Monday, 10 September, 09:09, prokhozhyj.livejournal.com
 
      Господа зоологи, все ли заинтересованные лица видали? Международная комиссия по зоологической номенклатуре, ICZN, утвердила поправки в Кодекс, разрешающие (при определённых условиях и при регистрации соответствующих публикаций), публикации новых видовых имён и номенклатурных актов в чисто электронном виде. Подробности ниже, под спойлером.

     
ICZN Amendment on electronic publication: "Following four years of highly charged debate, the rules for publication of scientific names of animals have been changed to allow electronic publications to meet the requirements of the stringent International Code of Zoological Nomenclature. In a landmark decision, the International Commission on Zoological Nomenclature (ICZN) has passed an amendment to its rules that means a publication in an electronic-only scientific journal will be ‘legitimate’ if it meets criteria of archiving and the publication is registered on the ICZN’s official online registry, ZooBank. For more information see the articles published today in the journals ZooKeys and Zootaxa, and the press releases below".

  • Short ICZN press release, *.doc;
  • long ICZN press release, *.doc;

  • 'Zootaxa', article 1, *.pdf;
  • 'Zootaxa', article 2, *.pdf;
  • 'ZooKeys', article;

  • ZooBank.

          И, собственно, новый текст Кодекса, точнее, текст поправки (взято с вышележащих ссылок):

          Amendment

    [Under Article 8 (what constitutes published work), Article 8.1 is modified to accommodate electronic publishing and an example is added. Former Article 8.4 is reformulated as the new 9.2, former Articles 8.5 and 8.6 are simplified and merged under the new Article 8.4, and new Articles 8.5 and 8.6 are introduced. The associated recommendations are revised.]

    8.1. Criteria to be met. A work must satisfy the following criteria:
      8.1.1. it must be issued for the purpose of providing a public and permanent scientific record,
      8.1.2. it must be obtainable, when first issued, free of charge or by purchase, and
      8.1.3. it must have been produced in an edition containing simultaneously obtainable copies by a method that assures
        8.1.3.1. numerous identical and durable copies (see Article 8.4), or
        8.1.3.2. widely accessible electronic copies with fixed content and layout.
    Example: PDF/A (Portable Document Format Archive), described by ISO Standard 19005-1:2005, is a file format that allows content and layout to be preserved unchanged.
##########
ЗАДАНИЯ И УПРАЖНЕНИЯ =>
1 > Перескажите, пожалуйста, в двух предложениях заметку о поправке к Кодексу зоологической номенклатуры.
2 > Подхватите заметку о поправке к Кодексу зоологической номенклатуры и продолжите её после последнего приведённого предложения.
Записи здесь никак не используются.

Записи размеченных областей
##########
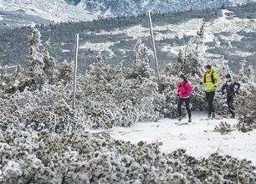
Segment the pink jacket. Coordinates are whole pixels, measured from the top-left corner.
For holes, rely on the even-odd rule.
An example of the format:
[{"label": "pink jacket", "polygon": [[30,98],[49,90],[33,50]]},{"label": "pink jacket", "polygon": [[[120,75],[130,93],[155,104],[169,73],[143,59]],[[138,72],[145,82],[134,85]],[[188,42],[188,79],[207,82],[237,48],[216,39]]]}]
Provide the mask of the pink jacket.
[{"label": "pink jacket", "polygon": [[192,89],[188,82],[183,82],[182,84],[178,84],[178,96],[180,98],[189,98],[191,96]]}]

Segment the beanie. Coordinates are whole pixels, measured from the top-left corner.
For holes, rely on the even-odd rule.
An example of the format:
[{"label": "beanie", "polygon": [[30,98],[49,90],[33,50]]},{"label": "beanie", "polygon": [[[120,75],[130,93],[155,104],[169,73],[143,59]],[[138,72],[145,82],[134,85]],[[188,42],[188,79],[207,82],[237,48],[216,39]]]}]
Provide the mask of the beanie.
[{"label": "beanie", "polygon": [[207,64],[207,65],[206,65],[204,68],[205,68],[205,69],[210,69],[212,68],[212,66],[211,66],[210,64]]},{"label": "beanie", "polygon": [[231,78],[231,76],[230,76],[230,74],[226,74],[226,76],[225,76],[226,78]]},{"label": "beanie", "polygon": [[184,74],[180,74],[180,75],[179,75],[179,78],[182,78],[185,81],[187,81],[187,79],[186,79],[186,77],[184,76]]}]

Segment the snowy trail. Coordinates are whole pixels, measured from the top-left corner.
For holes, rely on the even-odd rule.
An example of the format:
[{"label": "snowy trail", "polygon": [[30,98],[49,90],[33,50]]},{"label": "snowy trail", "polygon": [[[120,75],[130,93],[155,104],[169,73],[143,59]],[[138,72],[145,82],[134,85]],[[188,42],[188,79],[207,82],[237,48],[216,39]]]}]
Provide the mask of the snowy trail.
[{"label": "snowy trail", "polygon": [[[178,148],[185,148],[193,156],[207,157],[214,152],[230,155],[238,159],[247,159],[256,166],[256,130],[242,133],[238,130],[228,135],[214,132],[215,125],[227,121],[233,125],[236,119],[201,120],[206,114],[193,112],[192,124],[177,125],[177,120],[163,119],[158,122],[137,123],[129,128],[114,127],[108,133],[114,139],[130,141],[137,143],[140,141],[147,143],[161,141],[161,150],[172,152]],[[185,117],[182,121],[187,122]],[[97,130],[99,131],[99,130]]]}]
##########
ОТВЕТЫ =>
1 > Международная комиссия по зоологической номенклатуре (ICZN) утвердила поправки к Кодексу, разрешающие публиковать новые видовые имена и номенклатурные акты в чисто электронном виде, если публикация отвечает требованиям архивирования и зарегистрирована в официальном онлайн-реестре ZooBank. Согласно новой редакции статьи 8.1, работа должна выпускаться как общедоступная и постоянная научная запись, быть доступной бесплатно или за плату и выходить тиражом из многочисленных одинаковых долговечных копий либо широко доступных электронных копий с неизменными содержанием и вёрсткой.

2 >
    [Articles 8.2 and 8.3 are unchanged.]

    8.4. Works issued as physical copies. Printing on paper and optical disc are the only recognized formats for works issued as physical copies. In addition to fulfilling the requirements of Article 8.1 while not being excluded by Article 9, works issued as physical copies are subject to the following criteria:
      8.4.1. Works printed on paper. Before 1986 and after 2012, the only acceptable means of producing physical copies is by printing on paper using ink or toner.
      8.4.2. Works on optical disc. To be considered published, a work on optical disc must be issued, in read-only memory form, after 1985 and before 2013, and
        8.4.2.1. if issued before 2000, must contain a statement that any new name or nomenclatural act within it is intended for public and permanent scientific record and that the work is produced in an edition containing simultaneously obtainable copies, or
        8.4.2.2. if issued after 1999, must contain a statement naming at least five major publicly accessible libraries in which copies of the optical disc were to have been deposited.

    8.5. Works issued and distributed electronically. To be considered published, a work issued and distributed electronically must
      8.5.1. have been issued after 2011,
      8.5.2. state the date of publication in the work itself, and
      8.5.3. be registered in the Official Register of Zoological Nomenclature (ZooBank) (see Article 78.2.4) and contain evidence in the work itself that such registration has occurred.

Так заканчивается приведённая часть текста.